··· Excerpt to read

Another potential argument is that humans are more likely than AIs to pursue goals aligned with utilitarian values, which would make preserving human civilization morally preferable. While this argument is logically coherent, it does not seem to have strong, explicit support in the EA literature—at least, to my knowledge. I have encountered few, if any, rigorous EA analyses that explicitly argue future AIs will likely be less aligned with utilitarian values than humans. Without such an argument, this claim remains little more than an assertion. And if one can simply assert this claim without strong evidence, then one could just as easily assert the opposite—that AIs, on average, might actually be more aligned with utilitarian values than humans—leading to the opposite conclusion.
Either way, such an argument would depend on empirical evidence about the likely distribution of AI goals in the future. In other words, to claim that AIs are less likely than humans to adopt utilitarian values, one would need to provide concrete evidence about what kinds of objectives advanced AIs are actually expected to develop. However, discussions on this topic rarely present detailed empirical analyses of what this distribution of AI goals is likely to look like, making this claim very speculative, and so far, largely unjustified.

······

**Complete the following:**
1/ According to the excerpt, what would an argument that AIs are less likely than humans to adopt utilitarian values depend on?
2/ Write out everything in the excerpt from "Another potential argument" down to "the opposite conclusion.", substituting "thorough" for "rigorous".

··· Data for review

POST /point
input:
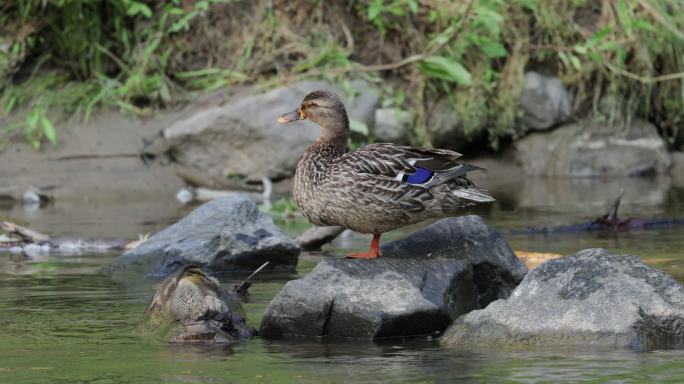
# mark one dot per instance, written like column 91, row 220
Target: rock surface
column 593, row 150
column 224, row 235
column 314, row 238
column 590, row 298
column 392, row 125
column 419, row 286
column 445, row 128
column 544, row 101
column 243, row 138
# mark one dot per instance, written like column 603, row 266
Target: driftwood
column 26, row 236
column 609, row 221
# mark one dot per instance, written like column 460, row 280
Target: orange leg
column 372, row 253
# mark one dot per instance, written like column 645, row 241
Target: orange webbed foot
column 364, row 255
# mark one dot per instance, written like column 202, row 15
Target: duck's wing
column 426, row 167
column 413, row 167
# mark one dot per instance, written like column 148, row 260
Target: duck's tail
column 473, row 193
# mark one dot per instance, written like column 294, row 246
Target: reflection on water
column 61, row 321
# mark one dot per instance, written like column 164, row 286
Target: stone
column 678, row 168
column 590, row 149
column 445, row 128
column 392, row 125
column 314, row 238
column 418, row 287
column 224, row 235
column 545, row 102
column 242, row 138
column 590, row 298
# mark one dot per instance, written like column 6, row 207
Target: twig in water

······

**Exercise solutions:**
1/ It would depend on empirical evidence about the likely distribution of AI goals in the future.

2/
Another potential argument is that humans are more likely than AIs to pursue goals aligned with utilitarian values, which would make preserving human civilization morally preferable. While this argument is logically coherent, it does not seem to have strong, explicit support in the EA literature—at least, to my knowledge. I have encountered few, if any, thorough EA analyses that explicitly argue future AIs will likely be less aligned with utilitarian values than humans. Without such an argument, this claim remains little more than an assertion. And if one can simply assert this claim without strong evidence, then one could just as easily assert the opposite—that AIs, on average, might actually be more aligned with utilitarian values than humans—leading to the opposite conclusion.